Passage source ▸
>>>>>

Magazine Humeur

De la politique monétaire (onze)

Publié le 01 novembre 2008 par Saucrates

Réflexion soixante-et-onze (1er novembre 2008)
La crise financière et l'exemple de l'Islande

On peut s'offusquer du fait que la France et plus largement les états occidentaux rechignent à dépenser quelques centaines de millions d'euros pour des dépenses sociales, par exemple pour financer le RSA en France, pour équilibrer les comptes de la Sécurité Sociale, pour financer l'aide au développement des pays moins avancés, mais n'hésitent pas à dépenser des centaines de milliards d'euros (ou de dollars) pour sauver leurs banques et leur système financier. Il semble évidemment amoral de mettre en oeuvre autant de fonds publics pour organiser le sauvetage des instruments des plus puissants et de leurs capitaux, alors que le même effort ne sera jamais consentis au bénéfice des pauvres au sein même de notre démocratie. Il est amoral de sauvegarder de cette manière les banques sans leur imposer une réforme complète de leur fonctionnement, et notamment du mode de rémunération de leurs dirigeants et de leurs traders ... ceux par lesquels la crise semble être arrivée.
En même temps, il ne faut pas rêver ... Il serait idiot d'attendre de ténors et de partisans de la droite et du libéralisme économique, tels Nicolas Sarkozy, Georges W. Bush ou Angela Merkel, des mesures socialistes de limitations drastiques des rémunérations ou de nationalisation des établissements bancaires. Ce ne seront pas ces dirigeants qui imposeront de telles décisions contraires aux intérêts du capital et des puissants qu'ils représentent. Ils vont tenter de sauver le système parce que ceux qu'ils représentent y ont un intérêt, comme nous tous.

<<<<<

Un bloc de données

>>>>>

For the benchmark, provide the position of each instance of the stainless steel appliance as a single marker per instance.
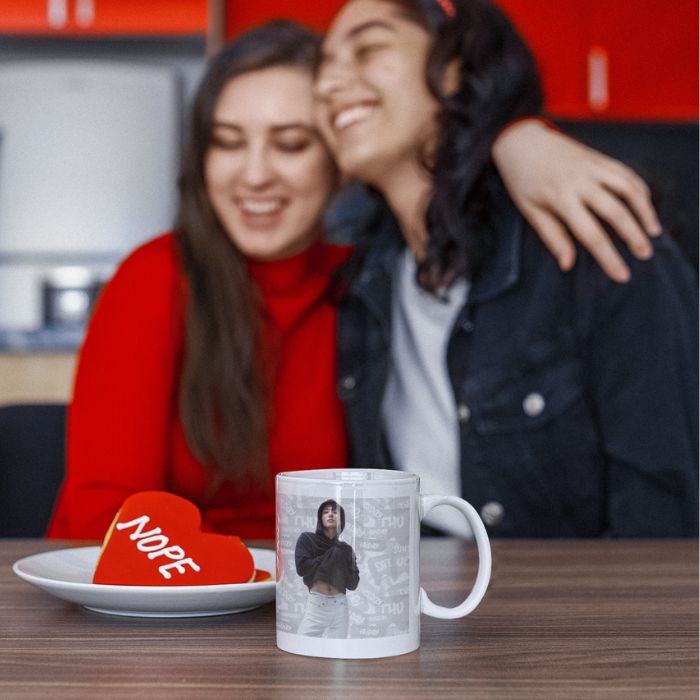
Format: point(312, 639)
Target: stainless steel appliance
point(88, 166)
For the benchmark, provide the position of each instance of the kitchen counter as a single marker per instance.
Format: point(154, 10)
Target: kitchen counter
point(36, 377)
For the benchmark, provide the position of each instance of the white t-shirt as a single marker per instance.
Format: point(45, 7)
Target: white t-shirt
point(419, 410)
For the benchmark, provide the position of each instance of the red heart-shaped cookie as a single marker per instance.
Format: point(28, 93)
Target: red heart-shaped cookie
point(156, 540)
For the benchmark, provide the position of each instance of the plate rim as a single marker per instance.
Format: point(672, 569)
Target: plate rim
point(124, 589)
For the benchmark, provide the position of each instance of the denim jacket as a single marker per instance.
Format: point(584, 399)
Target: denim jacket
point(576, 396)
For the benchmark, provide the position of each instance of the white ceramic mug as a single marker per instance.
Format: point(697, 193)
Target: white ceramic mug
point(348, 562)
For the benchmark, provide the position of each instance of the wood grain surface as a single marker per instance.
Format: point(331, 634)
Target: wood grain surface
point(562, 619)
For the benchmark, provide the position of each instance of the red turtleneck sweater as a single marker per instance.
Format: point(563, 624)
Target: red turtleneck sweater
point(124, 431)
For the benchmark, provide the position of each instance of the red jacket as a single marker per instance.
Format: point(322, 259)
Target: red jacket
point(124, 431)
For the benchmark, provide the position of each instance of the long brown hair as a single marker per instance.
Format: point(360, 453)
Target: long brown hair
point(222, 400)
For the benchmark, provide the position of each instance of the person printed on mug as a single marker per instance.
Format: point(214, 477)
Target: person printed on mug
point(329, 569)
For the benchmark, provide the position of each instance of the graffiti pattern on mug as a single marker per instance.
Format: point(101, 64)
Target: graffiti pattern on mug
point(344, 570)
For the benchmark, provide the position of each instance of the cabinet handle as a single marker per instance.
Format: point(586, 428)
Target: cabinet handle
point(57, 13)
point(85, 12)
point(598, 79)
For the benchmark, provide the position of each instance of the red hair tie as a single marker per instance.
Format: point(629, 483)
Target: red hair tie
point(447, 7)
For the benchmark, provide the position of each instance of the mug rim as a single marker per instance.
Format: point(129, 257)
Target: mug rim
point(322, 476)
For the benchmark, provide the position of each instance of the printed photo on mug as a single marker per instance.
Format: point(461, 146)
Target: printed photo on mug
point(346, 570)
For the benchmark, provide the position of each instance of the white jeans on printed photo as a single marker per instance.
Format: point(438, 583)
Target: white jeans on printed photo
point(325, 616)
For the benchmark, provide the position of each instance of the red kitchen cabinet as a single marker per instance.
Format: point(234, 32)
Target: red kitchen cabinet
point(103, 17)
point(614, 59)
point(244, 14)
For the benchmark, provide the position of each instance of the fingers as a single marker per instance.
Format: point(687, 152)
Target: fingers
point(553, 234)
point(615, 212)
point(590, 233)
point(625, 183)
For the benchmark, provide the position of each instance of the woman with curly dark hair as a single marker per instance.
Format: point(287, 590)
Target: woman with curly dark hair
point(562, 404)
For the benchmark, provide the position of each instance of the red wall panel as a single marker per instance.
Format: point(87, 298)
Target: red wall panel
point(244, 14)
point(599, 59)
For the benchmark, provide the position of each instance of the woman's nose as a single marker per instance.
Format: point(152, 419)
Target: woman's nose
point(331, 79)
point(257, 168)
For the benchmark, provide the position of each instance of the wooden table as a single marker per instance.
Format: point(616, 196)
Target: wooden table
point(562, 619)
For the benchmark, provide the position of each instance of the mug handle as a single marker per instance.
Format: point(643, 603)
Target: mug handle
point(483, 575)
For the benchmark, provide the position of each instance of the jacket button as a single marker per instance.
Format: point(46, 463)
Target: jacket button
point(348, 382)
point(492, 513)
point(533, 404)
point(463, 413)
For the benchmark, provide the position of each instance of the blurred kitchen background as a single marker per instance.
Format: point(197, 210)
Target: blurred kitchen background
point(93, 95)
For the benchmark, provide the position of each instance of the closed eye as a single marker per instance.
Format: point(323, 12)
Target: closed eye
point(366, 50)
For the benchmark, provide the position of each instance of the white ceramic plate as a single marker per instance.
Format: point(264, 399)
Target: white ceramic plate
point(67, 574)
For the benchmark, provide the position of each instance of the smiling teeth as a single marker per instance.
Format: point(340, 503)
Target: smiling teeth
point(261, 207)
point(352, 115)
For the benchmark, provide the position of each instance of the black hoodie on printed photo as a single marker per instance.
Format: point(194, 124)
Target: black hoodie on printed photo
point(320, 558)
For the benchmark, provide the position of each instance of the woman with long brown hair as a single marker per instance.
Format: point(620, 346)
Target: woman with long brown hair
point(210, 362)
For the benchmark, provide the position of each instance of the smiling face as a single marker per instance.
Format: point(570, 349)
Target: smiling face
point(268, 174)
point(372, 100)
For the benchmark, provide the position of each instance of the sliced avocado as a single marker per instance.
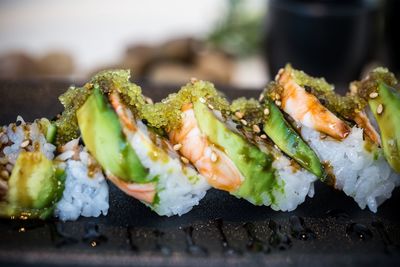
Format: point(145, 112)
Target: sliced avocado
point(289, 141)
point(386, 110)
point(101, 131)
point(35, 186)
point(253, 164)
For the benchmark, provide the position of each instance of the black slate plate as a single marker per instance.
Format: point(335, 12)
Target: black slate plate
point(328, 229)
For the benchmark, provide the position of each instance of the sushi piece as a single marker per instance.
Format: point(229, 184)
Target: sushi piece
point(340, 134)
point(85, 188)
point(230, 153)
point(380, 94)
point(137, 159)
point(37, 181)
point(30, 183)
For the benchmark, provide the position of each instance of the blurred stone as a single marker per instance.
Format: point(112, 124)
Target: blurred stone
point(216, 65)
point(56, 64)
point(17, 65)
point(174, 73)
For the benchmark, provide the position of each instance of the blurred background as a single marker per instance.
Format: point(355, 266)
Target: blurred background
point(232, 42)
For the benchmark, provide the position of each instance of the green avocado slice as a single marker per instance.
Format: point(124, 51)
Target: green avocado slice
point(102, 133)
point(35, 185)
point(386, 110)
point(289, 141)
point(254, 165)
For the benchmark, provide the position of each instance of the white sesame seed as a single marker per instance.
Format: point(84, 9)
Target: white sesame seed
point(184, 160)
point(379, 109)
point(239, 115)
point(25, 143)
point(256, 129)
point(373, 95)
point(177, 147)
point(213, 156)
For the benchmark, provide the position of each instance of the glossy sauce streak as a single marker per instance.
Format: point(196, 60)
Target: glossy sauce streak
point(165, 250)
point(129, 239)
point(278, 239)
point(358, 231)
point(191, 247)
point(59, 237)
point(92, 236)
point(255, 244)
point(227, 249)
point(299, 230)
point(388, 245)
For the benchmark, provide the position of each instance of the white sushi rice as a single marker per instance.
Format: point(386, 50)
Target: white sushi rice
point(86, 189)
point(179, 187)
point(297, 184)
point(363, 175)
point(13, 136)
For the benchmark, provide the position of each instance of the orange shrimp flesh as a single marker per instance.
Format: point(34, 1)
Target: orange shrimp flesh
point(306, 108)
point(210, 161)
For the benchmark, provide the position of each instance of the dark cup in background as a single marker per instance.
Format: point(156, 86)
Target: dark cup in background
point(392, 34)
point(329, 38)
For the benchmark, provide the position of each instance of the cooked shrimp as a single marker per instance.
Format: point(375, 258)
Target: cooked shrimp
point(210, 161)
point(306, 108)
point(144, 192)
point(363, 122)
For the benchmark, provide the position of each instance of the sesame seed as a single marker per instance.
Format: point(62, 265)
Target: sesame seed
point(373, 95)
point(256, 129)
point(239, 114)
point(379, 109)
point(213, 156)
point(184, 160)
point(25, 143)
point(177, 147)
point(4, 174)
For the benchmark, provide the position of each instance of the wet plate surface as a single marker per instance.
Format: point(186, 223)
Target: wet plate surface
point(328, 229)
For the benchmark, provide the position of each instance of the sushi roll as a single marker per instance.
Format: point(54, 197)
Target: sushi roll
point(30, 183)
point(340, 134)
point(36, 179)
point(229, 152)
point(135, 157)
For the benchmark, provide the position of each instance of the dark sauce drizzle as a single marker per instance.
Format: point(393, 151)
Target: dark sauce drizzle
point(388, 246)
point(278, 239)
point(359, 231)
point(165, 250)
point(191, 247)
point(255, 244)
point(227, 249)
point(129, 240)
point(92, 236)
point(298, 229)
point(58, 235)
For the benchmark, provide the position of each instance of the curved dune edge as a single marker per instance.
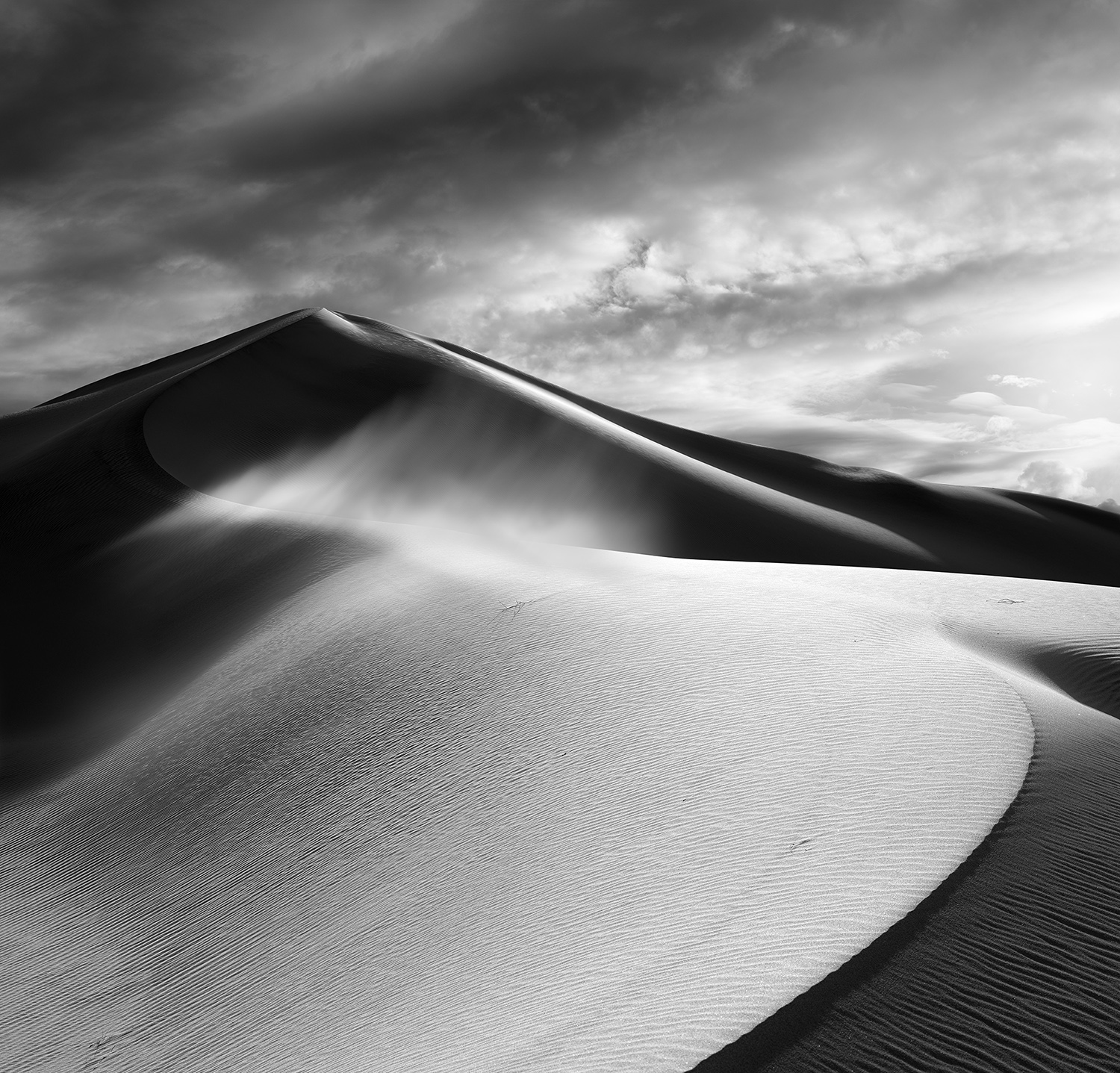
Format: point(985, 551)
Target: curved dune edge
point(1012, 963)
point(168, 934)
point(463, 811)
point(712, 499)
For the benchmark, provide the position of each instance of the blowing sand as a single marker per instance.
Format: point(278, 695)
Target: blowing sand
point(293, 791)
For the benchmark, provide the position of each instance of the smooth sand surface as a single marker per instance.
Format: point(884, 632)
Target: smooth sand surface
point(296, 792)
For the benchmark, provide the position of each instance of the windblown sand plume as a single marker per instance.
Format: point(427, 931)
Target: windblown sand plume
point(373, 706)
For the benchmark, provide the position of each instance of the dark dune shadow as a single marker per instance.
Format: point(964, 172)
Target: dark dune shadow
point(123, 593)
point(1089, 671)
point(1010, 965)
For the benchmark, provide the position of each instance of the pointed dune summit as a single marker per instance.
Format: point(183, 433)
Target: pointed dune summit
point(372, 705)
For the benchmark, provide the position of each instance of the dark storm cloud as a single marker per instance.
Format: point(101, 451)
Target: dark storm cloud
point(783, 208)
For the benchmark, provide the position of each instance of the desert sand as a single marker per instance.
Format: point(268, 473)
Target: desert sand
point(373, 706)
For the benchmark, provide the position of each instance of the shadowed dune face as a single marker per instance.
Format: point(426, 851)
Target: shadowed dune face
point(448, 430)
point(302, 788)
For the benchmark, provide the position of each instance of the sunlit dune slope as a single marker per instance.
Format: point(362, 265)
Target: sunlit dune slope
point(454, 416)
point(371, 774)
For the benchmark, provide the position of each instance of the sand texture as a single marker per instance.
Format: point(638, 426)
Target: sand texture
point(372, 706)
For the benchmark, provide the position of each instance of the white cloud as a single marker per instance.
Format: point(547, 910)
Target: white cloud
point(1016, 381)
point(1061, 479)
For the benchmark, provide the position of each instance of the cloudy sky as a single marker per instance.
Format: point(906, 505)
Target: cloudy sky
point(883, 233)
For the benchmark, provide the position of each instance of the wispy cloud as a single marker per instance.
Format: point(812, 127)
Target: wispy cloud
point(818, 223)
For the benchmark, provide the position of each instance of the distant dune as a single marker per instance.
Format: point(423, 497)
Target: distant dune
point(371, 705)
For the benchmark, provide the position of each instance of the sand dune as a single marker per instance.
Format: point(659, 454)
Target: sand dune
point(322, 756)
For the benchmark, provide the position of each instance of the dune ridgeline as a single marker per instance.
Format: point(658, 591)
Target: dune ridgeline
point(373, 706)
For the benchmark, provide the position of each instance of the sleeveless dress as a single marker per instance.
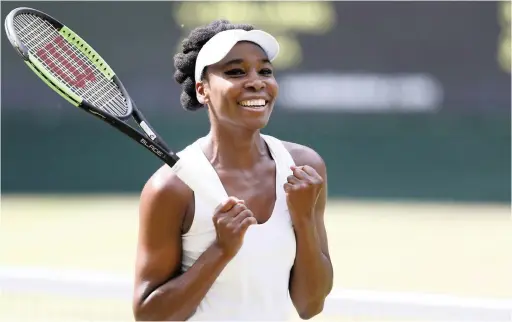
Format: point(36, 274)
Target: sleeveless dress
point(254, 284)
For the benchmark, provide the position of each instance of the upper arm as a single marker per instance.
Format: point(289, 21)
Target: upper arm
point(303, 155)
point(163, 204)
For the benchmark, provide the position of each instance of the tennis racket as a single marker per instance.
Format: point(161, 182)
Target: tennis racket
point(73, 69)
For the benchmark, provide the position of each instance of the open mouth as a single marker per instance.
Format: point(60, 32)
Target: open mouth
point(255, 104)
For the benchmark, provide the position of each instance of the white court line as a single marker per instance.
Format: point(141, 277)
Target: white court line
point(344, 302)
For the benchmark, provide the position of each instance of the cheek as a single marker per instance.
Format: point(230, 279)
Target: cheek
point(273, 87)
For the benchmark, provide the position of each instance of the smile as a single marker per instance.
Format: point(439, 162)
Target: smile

<<<<<

Consigne donnée 1 ▸ Indiquez, s'il vous plaît, si chacune des affirmations (a), (b) et (c) concorde avec le texte sur la crise financière, en répondant oui ou non et en citant les mots décisifs du texte. (a) Les États occidentaux hésitent à dépenser des centaines de milliards pour sauver leurs banques. (b) Il serait idiot d'attendre des dirigeants de droite cités des mesures de nationalisation des établissements bancaires. (c) Sauver les banques sans réformer leur fonctionnement est jugé moral.
Consigne donnée 2 ▸ Poursuivez le texte sur la crise financière à la suite de sa dernière phrase.
Les entrées forment un matériau à part, sans lien avec le texte sur la crise financière.

Résultat de l'exercice 1 ▸
(a) Non : « mais n'hésitent pas à dépenser des centaines de milliards d'euros (ou de dollars) pour sauver leurs banques et leur système financier ».
(b) Oui : « Il serait idiot d'attendre de ténors et de partisans de la droite et du libéralisme économique, tels Nicolas Sarkozy, Georges W. Bush ou Angela Merkel, des mesures socialistes de limitations drastiques des rémunérations ou de nationalisation des établissements bancaires. »
(c) Non : « Il est amoral de sauvegarder de cette manière les banques sans leur imposer une réforme complète de leur fonctionnement ».

Résultat de l'exercice 2 ▸
L'exemple islandais doit pour cette raison nous alerter. Ces plans de sauvegarde peuvent nous paraître amoraux. Mais la seule autre alternative, qui consisterait à ne rien faire, et à laisser, de manière absolument conforme à la doctrine libérale du laisser-faire, à l'idéologie du marché, supposé capable de s'autoréguler lui-même sans intervention extérieure ... Cette seule autre alternative conduirait vraisemblablement à l'effondrement du système bancaire de nos états développés, et par effet dominos, à l'effondrement de nos économies, comme en Islande.
L'Islande, où les trois principales banques ont dû être nationaliser suite à l'effondrement de son système financier et où l'ensemble des déposants sont pour l'instant virtuellement ruinés. L'Islande où la bourse de Reykjavik (ville dont Jules Verne faisait partir ces aventuriers du voyage au centre de la Terre, le professeur Otto Liddenbrok et son neveu) s'est également effondrée, ayant perdu en une journée près de 80% de sa valorisation.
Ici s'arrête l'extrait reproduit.